→ Provided records:
+-------+

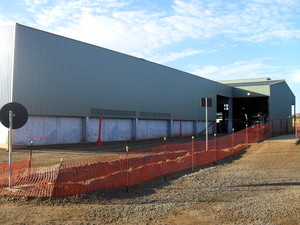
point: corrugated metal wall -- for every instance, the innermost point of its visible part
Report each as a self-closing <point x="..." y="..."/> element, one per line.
<point x="6" y="62"/>
<point x="281" y="101"/>
<point x="63" y="77"/>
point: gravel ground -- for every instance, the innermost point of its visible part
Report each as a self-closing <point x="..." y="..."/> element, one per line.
<point x="261" y="186"/>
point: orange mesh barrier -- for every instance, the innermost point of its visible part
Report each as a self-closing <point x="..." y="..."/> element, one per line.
<point x="126" y="169"/>
<point x="38" y="182"/>
<point x="19" y="168"/>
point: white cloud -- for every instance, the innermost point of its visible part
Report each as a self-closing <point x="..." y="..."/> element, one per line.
<point x="172" y="56"/>
<point x="241" y="69"/>
<point x="135" y="29"/>
<point x="295" y="76"/>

+-------+

→ Exercise aim: Your answer must be every record above, word for word, with no pictures.

→ Exercise result:
point: corrugated metal wall -- for every instance, the innermost point of its visible part
Report each as a self-closing <point x="..." y="..."/> element, one per line.
<point x="6" y="62"/>
<point x="281" y="101"/>
<point x="63" y="77"/>
point: gravel ground -- for every instance, the innermost point of its visible part
Report each as a self-closing <point x="..." y="..."/> element, one per line.
<point x="261" y="186"/>
point: orange mesh barrier -- for every instance, the innermost point of its visible part
Report each as a self-closing <point x="..." y="..."/> element, one per line.
<point x="126" y="169"/>
<point x="38" y="182"/>
<point x="19" y="168"/>
point: white cloud -- for every instance, the innermost point of its visible part
Report each as a self-closing <point x="..." y="..."/> element, one per line.
<point x="172" y="56"/>
<point x="241" y="69"/>
<point x="135" y="29"/>
<point x="295" y="76"/>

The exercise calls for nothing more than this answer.